Your instructions -
Can you reproduce the material starting at the line containing "the gravel ground" and ending at the end of the material, with "gravel ground" changed to "paved road" and everything else left as it is?

%%

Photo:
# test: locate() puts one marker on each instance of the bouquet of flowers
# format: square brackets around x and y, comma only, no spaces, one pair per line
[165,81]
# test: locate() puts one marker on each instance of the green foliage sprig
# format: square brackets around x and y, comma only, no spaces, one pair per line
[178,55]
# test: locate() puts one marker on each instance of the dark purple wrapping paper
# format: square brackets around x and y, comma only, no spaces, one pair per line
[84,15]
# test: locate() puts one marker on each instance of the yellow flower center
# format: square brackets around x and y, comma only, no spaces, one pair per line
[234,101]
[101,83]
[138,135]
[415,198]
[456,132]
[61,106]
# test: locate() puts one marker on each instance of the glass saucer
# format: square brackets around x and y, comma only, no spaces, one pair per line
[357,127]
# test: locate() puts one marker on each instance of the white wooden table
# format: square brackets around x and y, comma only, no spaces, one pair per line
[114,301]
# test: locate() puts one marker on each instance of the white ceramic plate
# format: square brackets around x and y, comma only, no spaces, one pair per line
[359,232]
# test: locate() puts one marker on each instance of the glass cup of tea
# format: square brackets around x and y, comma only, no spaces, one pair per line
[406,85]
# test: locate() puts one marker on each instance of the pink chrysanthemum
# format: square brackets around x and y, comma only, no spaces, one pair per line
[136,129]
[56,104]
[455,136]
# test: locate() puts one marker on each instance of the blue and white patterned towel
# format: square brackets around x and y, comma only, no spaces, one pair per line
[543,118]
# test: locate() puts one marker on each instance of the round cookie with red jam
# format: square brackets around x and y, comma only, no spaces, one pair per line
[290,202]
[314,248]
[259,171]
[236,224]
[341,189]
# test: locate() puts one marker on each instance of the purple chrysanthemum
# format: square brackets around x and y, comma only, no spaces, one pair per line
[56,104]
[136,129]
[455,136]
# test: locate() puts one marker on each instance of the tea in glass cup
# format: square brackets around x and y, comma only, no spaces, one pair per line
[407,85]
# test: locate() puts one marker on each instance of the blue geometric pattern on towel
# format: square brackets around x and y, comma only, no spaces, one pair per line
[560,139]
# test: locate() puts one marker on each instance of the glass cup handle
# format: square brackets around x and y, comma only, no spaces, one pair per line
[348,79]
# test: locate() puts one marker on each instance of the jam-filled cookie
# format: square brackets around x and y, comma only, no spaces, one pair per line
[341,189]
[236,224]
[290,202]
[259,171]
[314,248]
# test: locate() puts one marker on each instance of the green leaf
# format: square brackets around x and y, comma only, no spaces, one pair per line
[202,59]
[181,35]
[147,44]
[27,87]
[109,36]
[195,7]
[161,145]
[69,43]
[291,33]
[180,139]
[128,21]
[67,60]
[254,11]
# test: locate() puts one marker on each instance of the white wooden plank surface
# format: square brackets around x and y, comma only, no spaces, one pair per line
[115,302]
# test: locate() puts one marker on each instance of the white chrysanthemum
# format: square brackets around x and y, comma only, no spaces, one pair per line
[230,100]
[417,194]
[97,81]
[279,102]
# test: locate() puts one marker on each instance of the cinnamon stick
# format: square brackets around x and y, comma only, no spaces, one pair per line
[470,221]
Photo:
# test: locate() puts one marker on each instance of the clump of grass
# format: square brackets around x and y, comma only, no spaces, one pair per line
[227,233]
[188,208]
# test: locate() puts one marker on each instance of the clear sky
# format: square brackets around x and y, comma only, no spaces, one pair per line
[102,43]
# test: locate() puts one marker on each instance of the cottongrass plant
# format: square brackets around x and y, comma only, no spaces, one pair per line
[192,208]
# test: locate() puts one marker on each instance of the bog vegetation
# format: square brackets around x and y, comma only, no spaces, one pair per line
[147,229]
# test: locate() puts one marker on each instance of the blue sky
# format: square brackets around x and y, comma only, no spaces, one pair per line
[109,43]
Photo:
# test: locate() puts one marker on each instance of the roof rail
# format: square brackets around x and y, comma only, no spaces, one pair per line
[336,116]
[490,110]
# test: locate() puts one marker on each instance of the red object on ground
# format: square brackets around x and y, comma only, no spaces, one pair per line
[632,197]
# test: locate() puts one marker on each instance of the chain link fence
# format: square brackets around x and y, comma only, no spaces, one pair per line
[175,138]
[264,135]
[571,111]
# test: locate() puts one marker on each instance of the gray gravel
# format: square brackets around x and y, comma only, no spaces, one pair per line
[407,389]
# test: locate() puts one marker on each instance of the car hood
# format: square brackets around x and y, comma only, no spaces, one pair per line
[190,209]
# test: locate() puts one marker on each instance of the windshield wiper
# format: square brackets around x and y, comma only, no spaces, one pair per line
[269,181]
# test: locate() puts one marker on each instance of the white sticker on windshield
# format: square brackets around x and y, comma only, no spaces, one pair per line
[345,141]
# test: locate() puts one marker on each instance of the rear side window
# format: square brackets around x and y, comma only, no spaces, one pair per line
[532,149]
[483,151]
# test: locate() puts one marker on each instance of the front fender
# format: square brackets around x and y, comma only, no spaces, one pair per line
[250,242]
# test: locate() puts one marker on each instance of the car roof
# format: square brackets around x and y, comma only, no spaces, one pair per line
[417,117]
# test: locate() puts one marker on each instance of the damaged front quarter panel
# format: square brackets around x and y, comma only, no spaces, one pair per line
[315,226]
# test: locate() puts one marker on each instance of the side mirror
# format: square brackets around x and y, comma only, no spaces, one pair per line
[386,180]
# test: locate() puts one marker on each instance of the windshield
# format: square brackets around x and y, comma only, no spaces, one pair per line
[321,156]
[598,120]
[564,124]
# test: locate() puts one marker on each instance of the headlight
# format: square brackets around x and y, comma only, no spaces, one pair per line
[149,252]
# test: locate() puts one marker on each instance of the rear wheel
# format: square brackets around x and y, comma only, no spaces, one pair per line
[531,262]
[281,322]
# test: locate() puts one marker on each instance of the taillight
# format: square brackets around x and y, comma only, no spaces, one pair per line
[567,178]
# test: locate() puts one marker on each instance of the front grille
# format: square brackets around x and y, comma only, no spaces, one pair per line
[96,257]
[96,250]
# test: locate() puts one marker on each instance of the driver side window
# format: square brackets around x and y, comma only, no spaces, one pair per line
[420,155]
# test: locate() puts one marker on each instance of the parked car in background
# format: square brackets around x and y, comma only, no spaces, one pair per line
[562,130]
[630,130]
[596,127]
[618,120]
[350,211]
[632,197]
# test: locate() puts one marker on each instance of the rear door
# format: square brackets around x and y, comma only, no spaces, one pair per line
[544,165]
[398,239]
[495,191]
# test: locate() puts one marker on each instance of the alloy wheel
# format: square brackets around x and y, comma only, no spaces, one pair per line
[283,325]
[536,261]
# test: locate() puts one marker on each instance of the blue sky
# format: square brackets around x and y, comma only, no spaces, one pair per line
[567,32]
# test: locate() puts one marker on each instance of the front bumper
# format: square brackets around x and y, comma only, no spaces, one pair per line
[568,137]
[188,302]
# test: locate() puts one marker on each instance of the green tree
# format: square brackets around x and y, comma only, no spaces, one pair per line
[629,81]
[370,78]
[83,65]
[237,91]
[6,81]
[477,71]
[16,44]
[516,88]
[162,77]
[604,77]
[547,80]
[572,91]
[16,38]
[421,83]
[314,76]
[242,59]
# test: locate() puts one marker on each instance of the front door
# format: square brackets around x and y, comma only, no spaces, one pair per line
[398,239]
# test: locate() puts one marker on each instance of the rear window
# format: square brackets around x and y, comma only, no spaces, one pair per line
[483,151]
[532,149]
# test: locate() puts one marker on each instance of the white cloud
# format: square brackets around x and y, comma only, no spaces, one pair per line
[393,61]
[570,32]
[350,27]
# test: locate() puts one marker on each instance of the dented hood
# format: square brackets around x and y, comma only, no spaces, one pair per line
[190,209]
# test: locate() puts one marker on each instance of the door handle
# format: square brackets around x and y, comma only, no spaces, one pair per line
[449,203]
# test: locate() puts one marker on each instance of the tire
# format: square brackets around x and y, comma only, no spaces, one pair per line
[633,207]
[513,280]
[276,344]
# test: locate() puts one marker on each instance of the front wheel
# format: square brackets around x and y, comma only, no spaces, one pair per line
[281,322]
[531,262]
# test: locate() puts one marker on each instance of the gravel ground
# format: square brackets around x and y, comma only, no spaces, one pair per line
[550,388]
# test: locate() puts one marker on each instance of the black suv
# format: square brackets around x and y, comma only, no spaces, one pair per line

%%

Response to this task -
# test: locate() puts one marker on each instance of the paved road
# format: square brackets around x and y, comma only, no spaces, one pair per line
[550,388]
# test: locate() puts one marker on each instance of the black suv
# format: square brackets around x and y, comma only, no spaces, one pair per line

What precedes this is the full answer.